Stored items from a collection:

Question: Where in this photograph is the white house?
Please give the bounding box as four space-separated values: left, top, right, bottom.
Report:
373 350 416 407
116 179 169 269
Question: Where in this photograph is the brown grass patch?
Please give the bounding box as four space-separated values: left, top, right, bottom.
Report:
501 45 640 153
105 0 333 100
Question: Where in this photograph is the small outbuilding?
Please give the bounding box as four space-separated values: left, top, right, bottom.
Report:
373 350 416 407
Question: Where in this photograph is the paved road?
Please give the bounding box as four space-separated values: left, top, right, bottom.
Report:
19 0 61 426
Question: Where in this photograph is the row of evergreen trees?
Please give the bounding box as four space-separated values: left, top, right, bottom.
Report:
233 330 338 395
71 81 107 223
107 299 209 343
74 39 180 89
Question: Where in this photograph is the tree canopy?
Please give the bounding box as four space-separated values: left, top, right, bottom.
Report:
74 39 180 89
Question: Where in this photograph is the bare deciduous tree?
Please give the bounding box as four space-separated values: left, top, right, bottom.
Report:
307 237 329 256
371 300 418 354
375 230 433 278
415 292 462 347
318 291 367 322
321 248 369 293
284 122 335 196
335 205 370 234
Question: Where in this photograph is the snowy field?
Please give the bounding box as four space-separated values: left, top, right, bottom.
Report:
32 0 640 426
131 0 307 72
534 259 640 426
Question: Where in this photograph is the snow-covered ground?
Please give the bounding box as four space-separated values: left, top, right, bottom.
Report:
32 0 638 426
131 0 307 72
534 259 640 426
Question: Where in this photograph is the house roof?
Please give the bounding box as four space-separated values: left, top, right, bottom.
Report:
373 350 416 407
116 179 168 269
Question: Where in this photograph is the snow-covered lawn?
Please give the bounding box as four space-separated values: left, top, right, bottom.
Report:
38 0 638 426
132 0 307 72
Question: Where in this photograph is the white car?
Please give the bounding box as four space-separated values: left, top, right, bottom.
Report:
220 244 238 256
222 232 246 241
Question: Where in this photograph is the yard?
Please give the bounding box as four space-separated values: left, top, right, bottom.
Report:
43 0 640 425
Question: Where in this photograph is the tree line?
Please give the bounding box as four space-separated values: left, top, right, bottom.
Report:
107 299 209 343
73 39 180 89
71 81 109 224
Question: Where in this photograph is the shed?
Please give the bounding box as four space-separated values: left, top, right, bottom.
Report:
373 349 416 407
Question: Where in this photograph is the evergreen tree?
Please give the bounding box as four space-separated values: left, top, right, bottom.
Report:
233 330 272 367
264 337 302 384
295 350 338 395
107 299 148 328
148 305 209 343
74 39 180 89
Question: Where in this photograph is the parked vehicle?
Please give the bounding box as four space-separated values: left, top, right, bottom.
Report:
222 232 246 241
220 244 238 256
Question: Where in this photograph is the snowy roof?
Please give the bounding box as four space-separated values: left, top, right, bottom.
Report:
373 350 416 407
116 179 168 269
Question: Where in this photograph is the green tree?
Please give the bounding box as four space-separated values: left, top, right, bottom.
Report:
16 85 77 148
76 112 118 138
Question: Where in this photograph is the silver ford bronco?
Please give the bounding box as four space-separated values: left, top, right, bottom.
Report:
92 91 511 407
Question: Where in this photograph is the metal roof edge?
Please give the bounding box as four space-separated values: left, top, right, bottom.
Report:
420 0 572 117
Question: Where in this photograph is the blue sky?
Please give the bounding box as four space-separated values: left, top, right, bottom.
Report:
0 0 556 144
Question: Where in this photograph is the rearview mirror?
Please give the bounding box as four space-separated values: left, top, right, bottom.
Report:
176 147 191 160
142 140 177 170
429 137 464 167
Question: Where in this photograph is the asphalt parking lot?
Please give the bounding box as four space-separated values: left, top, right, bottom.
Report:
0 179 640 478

Stated problem:
Reproduce the records above without any change, starting at the line that contains "Question: Where in this photograph is the paved" and ending with the line that contains "335 205 370 234", both lines included.

Full answer:
Question: Where in this photograph is the paved road?
Please give the bounding box as four space-separated values: left, top, right, bottom.
Report:
19 0 61 426
Question: Where in this photograph is the row of evergreen trees?
Please give the bounding box as four space-separated values: left, top, right, bottom.
Report:
233 330 338 395
71 81 107 223
107 299 209 343
74 39 180 89
Question: Where in this photograph is the tree canopy?
Please give the bounding box as four space-separated values: left, top, right, bottom.
Report:
74 39 180 89
Question: Where in this photograph is the bare deciduous tree?
Please give the bounding box as four space-separated values: left, top, right, bottom.
Report:
307 237 329 256
371 300 418 354
375 230 433 278
415 292 462 347
318 291 367 322
321 248 369 293
284 122 335 196
335 205 370 234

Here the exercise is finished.